= Task objective =
Will you copy out every one of the entries below, word for word and line by line, without changing anything?

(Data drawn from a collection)
__________________________________________________
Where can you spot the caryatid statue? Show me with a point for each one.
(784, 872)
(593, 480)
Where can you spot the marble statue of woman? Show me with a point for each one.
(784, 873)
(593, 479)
__________________________________________________
= Task response =
Where can you spot the caryatid statue? Show me with a point for each one.
(784, 872)
(593, 480)
Where can you spot the marble statue of woman? Show me with a point for each one.
(784, 873)
(593, 479)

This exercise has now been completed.